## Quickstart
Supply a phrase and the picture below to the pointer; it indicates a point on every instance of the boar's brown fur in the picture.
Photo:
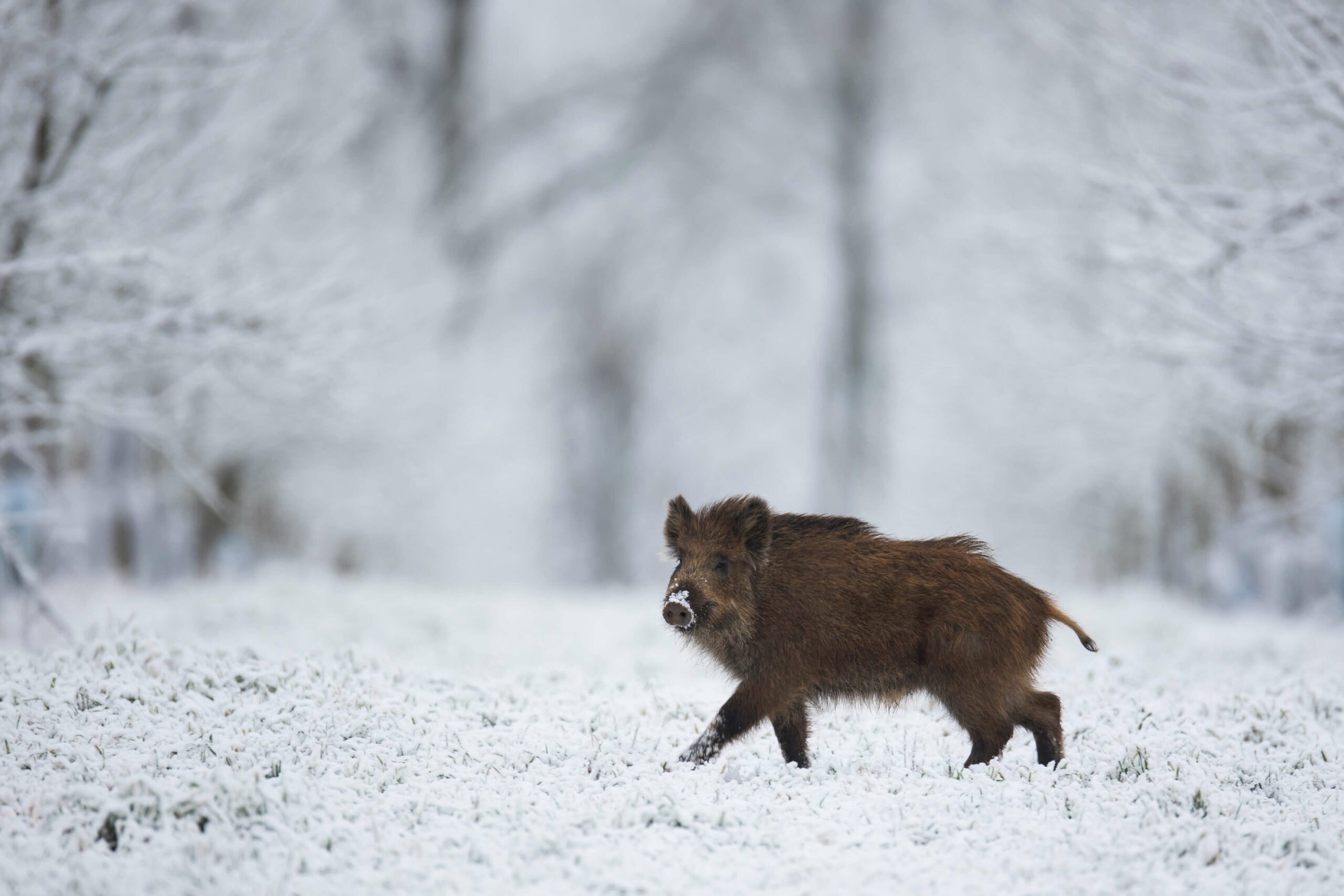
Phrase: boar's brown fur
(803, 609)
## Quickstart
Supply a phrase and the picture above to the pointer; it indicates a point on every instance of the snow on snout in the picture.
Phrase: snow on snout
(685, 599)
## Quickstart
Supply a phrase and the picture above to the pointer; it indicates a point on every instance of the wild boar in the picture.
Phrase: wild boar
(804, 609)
________________
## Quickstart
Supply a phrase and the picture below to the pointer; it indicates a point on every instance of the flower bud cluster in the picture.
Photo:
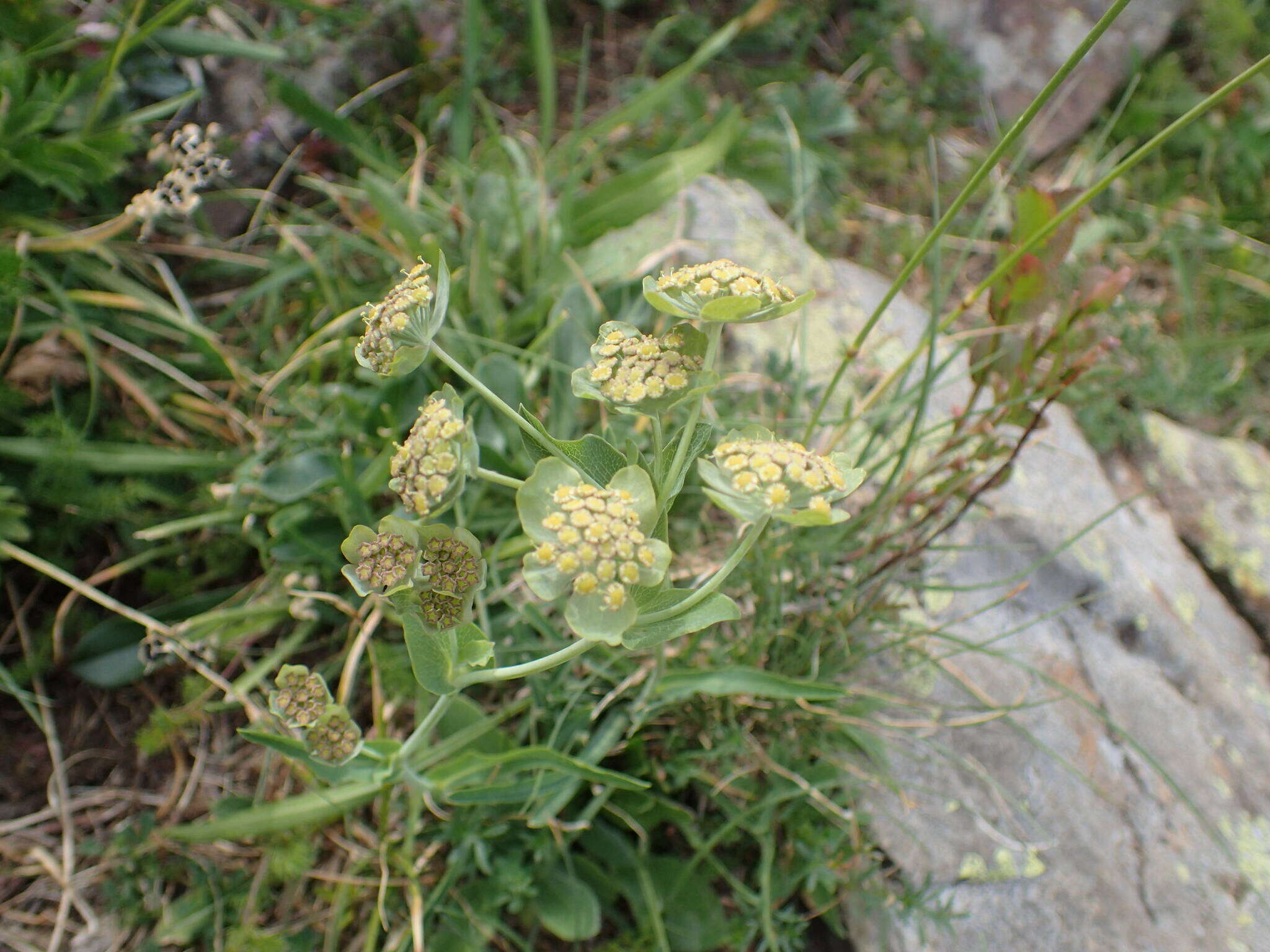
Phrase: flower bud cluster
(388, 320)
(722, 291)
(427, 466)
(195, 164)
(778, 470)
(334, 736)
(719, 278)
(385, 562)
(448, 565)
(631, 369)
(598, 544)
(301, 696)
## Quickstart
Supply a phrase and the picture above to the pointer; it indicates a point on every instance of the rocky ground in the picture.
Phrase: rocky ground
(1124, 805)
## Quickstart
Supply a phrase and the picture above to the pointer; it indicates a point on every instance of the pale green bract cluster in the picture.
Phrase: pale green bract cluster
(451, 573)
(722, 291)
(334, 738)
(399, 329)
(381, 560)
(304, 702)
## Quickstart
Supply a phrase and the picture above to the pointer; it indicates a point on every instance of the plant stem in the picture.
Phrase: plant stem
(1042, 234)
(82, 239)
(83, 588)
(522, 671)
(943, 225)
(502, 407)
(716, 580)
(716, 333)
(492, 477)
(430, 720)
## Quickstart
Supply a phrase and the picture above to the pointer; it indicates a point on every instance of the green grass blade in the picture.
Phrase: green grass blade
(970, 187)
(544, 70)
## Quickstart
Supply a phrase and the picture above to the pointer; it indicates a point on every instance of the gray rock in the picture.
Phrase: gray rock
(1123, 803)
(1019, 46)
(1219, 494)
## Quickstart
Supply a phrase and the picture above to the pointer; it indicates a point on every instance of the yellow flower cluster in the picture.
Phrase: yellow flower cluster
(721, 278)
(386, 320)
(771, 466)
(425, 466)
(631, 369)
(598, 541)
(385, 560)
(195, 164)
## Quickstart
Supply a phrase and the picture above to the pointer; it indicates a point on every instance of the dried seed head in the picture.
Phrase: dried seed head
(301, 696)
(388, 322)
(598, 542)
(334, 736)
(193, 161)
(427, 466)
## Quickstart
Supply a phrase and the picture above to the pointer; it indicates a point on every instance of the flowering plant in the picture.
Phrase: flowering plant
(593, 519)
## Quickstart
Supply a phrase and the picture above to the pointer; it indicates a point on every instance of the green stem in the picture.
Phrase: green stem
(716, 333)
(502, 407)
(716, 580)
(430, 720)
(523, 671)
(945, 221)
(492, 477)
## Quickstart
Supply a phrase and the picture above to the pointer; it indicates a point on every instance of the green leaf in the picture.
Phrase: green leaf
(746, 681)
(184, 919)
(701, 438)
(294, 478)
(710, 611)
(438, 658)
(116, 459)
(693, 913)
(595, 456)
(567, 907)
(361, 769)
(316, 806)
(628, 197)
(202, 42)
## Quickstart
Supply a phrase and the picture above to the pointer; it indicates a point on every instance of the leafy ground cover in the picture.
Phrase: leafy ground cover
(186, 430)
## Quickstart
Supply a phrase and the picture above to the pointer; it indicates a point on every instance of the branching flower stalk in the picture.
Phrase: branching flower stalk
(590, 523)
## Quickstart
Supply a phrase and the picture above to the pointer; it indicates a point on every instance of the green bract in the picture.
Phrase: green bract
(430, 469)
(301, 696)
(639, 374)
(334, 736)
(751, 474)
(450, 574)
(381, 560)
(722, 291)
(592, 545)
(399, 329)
________________
■ WHAT THE TASK REQUIRES ■
Return each line of the items above that contains the word "plant".

■ RESPONSE ■
Supply a phrase and the picture above to the pointer; it indicates a point on every instance of the plant stem in the picture.
Phrase: plant stem
Supply a phrase and the picture above to the pointer; it indicates a point on every instance of the flowering plant in the picture.
Phrase: flowering plant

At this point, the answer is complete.